◆ Exercise objective ◆
Print the listing below line for line, with every word and mark kept unchanged.
-- START The records --
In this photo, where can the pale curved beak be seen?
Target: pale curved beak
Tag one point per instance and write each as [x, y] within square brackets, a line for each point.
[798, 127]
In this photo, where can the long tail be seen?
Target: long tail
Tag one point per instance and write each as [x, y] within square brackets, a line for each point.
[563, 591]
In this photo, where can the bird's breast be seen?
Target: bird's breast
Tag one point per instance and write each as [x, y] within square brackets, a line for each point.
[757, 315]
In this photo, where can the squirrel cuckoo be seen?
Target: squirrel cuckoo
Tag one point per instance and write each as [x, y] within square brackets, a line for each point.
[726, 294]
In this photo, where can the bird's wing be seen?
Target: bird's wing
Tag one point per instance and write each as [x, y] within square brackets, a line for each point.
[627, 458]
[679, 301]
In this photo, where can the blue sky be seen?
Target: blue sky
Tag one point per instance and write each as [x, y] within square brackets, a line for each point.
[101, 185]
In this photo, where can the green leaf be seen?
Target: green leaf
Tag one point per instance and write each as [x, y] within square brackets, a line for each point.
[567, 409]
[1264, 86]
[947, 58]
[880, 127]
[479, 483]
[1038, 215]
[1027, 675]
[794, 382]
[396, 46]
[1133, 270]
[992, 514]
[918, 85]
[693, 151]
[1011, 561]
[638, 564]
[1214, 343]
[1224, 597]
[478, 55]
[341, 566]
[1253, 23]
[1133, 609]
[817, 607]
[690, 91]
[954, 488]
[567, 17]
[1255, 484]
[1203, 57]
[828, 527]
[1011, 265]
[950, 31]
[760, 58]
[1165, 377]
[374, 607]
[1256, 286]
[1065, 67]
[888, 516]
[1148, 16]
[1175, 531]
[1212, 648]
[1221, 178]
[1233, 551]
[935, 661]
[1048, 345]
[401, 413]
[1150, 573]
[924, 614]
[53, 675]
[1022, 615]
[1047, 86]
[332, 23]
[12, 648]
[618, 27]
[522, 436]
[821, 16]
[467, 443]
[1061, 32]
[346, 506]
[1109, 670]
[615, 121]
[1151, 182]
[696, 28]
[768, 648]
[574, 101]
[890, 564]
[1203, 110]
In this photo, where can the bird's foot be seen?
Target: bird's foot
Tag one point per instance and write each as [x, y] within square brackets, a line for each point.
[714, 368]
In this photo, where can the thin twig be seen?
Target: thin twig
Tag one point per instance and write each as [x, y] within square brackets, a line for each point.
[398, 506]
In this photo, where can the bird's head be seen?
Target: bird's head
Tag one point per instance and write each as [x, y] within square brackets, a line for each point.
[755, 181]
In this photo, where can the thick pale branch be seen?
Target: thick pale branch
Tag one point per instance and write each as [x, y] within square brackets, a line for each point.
-- END The records --
◆ Written response ◆
In this photo, where can the pale curved beak be seen?
Target: pale curved beak
Tag one point per instance and write each as [x, y] within square brackets, a line for each point.
[798, 127]
In this photo, where can the long tail be seen?
Target: long tail
Tag one point per instance and write each as [x, y] within square brackets, a line for each point.
[563, 591]
In this photo, where can the bird's breast be seen?
Target: bird's breast
Tag one point per instance and write each as [x, y] within square brackets, a line for each point.
[757, 315]
In this photo, where can the squirrel cuckoo be seen?
Target: squirrel cuckoo
Tag one point per instance and write each as [x, y] within square brackets, a line for each point.
[726, 294]
In this photo, where can the bird's wing be seen?
Target: bird's wing
Tag one point per instance and write each as [x, y] within square brackets, a line for each point.
[627, 458]
[679, 301]
In this photo, where can the blue sky be seen?
Target: blue sky
Tag one point per instance and write each as [x, y] within square brackets, a line for each point.
[101, 185]
In this photo, where can the green leaf be seen?
Target: green leaf
Tag one point per instance and write each as [x, y] within square brackets, a line for each point.
[567, 409]
[1264, 86]
[947, 58]
[880, 127]
[479, 483]
[1038, 215]
[1027, 675]
[794, 382]
[396, 46]
[1133, 270]
[992, 514]
[918, 85]
[693, 151]
[1011, 561]
[638, 564]
[1214, 343]
[1224, 597]
[478, 55]
[341, 566]
[1253, 23]
[1133, 609]
[817, 607]
[690, 91]
[954, 488]
[567, 17]
[1255, 484]
[1203, 57]
[828, 527]
[1011, 265]
[950, 31]
[760, 58]
[1165, 377]
[374, 607]
[1256, 286]
[1065, 67]
[888, 516]
[1148, 16]
[1175, 531]
[1212, 648]
[1221, 178]
[1233, 551]
[935, 661]
[1048, 345]
[401, 413]
[1150, 573]
[924, 614]
[53, 675]
[1022, 615]
[1047, 86]
[332, 23]
[12, 648]
[618, 27]
[522, 436]
[821, 16]
[467, 443]
[1061, 32]
[346, 506]
[1109, 670]
[615, 121]
[1151, 182]
[696, 28]
[768, 648]
[574, 101]
[890, 564]
[1203, 110]
In this photo, where can the bird's foot be seen?
Target: bird's foot
Tag one point per instance and write each as [x, y] within square brackets, a line for each point.
[714, 368]
In this photo, where can the thin twig be seen?
Target: thin twig
Tag one point per instance and write each as [x, y] within square brackets, a line for each point.
[398, 506]
In this photo, where can the bird's head be seen?
Target: bird's head
Tag one point per instance and write each as [x, y] within square brackets, a line for each point.
[755, 181]
In this photo, where can the thick pale branch be seen?
Target: thick pale branch
Tag one point per instance and write each as [x, y] within square brackets, a line for each point.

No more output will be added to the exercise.